■ **THE REQUEST**
Render every line of the entries below as a JSON list of strings, one string per line, leaving out any blank lines.

■ **MATERIAL FOR THE TASK**
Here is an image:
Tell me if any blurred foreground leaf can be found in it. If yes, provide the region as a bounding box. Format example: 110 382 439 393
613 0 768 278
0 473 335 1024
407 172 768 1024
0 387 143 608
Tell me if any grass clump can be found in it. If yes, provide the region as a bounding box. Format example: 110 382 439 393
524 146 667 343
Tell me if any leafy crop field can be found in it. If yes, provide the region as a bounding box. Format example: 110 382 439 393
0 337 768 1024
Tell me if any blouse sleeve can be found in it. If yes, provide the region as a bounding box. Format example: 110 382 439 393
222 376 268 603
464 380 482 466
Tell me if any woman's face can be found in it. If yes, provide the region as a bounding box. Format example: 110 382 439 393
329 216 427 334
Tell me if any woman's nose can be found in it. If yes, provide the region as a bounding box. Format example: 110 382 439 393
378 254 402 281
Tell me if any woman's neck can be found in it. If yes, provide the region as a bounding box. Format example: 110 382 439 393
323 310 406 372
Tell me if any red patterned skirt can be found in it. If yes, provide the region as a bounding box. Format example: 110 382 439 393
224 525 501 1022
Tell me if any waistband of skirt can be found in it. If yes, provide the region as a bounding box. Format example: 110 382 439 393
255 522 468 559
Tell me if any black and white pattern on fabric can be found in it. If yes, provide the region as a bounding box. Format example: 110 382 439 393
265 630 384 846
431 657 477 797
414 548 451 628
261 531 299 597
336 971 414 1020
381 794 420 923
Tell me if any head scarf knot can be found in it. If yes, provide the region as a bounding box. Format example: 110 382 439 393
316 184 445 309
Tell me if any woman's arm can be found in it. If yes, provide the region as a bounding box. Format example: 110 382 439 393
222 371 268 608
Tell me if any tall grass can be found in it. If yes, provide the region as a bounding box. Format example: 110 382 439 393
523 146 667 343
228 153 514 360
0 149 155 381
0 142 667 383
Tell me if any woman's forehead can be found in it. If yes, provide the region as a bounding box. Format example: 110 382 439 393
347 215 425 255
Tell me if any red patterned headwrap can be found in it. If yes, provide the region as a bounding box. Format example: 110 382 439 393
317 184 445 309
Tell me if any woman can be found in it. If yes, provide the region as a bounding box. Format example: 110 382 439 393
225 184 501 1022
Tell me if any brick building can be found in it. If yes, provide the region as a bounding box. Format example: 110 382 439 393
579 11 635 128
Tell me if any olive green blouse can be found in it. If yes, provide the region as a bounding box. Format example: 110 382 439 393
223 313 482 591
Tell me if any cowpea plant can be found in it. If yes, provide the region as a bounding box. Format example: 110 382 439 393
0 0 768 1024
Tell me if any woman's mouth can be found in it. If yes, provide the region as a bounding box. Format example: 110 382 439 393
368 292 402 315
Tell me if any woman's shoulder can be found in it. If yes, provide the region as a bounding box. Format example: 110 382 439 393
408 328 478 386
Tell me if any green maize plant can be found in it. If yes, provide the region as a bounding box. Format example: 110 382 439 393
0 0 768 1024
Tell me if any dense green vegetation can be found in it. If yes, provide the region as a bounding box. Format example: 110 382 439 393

■ **EXERCISE OUTPUT**
[
  "Here is an image:",
  "Tell me if any blurred foreground leaf can be found in it. If yes, provide the region as a bounding box. Format example: 110 382 439 393",
  "613 0 768 278",
  "0 473 335 1024",
  "407 172 768 1024",
  "0 387 143 608",
  "Tell me if any grass clump can be found in it. If yes, provide the region as a bounding box. Format example: 110 382 439 393",
  "524 146 667 343",
  "Tell me if any leafy crop field can be found in it. If yes, provide the region as a bounding box. Format example: 110 382 439 393",
  "0 337 768 1024",
  "Tell me if any blouse sleeve can be found in it. If yes, provide the region as a bounding box. Format example: 110 382 439 393",
  "222 376 268 603",
  "464 380 482 466",
  "Tell me if any woman's face can be found in it. If yes, provide the region as a bounding box. Format example: 110 382 439 393",
  "329 216 427 334",
  "Tell me if any woman's nose can be found in it. If yes, provide the region as a bounding box. Format example: 110 382 439 393",
  "378 254 402 281",
  "Tell me if any woman's neck can be found in it. If yes, provide the region as a bounding box. Format example: 110 382 439 393",
  "323 310 406 372",
  "Tell me if any red patterned skirt can be found in it. If yes, provide the region as a bounding box. Format example: 110 382 439 393",
  "224 525 501 1022",
  "Tell me if any waistband of skirt can be found in it. If yes, provide the region as a bounding box. Format example: 110 382 439 393",
  "255 522 468 559",
  "Tell me if any black and white pattern on fabric can be found in it. If yes, provide the region as a bounding box. Format example: 110 382 439 393",
  "265 630 384 846",
  "431 657 477 797",
  "414 548 451 628",
  "261 531 299 597",
  "336 971 414 1020",
  "381 794 420 923",
  "Tell me if any head scarf knot can be found in it. If yes, provide the region as a bounding box. Format example: 110 382 439 393",
  "316 184 445 309",
  "Tell me if any woman's arm can be found in it. If yes, provide the region as a bounding box. Format example: 110 382 439 393",
  "222 371 268 608",
  "Tell me if any tall grass can be found in it. If yes, provide the region as a bounding box. Format example: 110 382 439 393",
  "523 146 667 343",
  "228 153 514 360",
  "0 149 155 381",
  "0 142 667 383",
  "Tell me if any woman's forehead can be found in it. If yes, provide the region as a bounding box. Format example: 110 382 439 393",
  "347 215 425 255",
  "Tell me if any red patterned headwrap can be found in it. If yes, provide the region as a bounding box. Format example: 110 382 439 393",
  "317 184 445 309",
  "Tell me if any woman can be found in it. If yes, provide the region as a bounding box. Format example: 110 382 439 393",
  "225 184 501 1022",
  "Tell me if any brick building can be found in it. If yes, provide the region as a bounding box. Format example: 110 382 439 393",
  "579 11 635 128",
  "Tell me if any olive green blouse can be found in it. If yes, provide the region as a bounding box. Format example: 110 382 439 393",
  "223 313 482 591",
  "Tell me if any cowpea plant can be found in it. If yes, provide the region as a bounding box. Format example: 110 382 439 393",
  "0 0 768 1024",
  "Tell me if any woman's mouth can be found in it. If yes, provide the region as a bounding box. Format example: 110 382 439 393",
  "368 292 402 315",
  "Tell me if any woman's shoulder can be found in it. If yes, provide the region as a bounding box. Format example: 110 382 439 393",
  "408 328 478 386",
  "Tell me if any green maize plant can be found in it. If yes, provide the region as a bounding box. Format example: 110 382 439 393",
  "0 0 768 1024",
  "Tell me if any dense green vegetation can be found in it. If yes, provide the region as a bounding box. Format example: 110 382 439 393"
]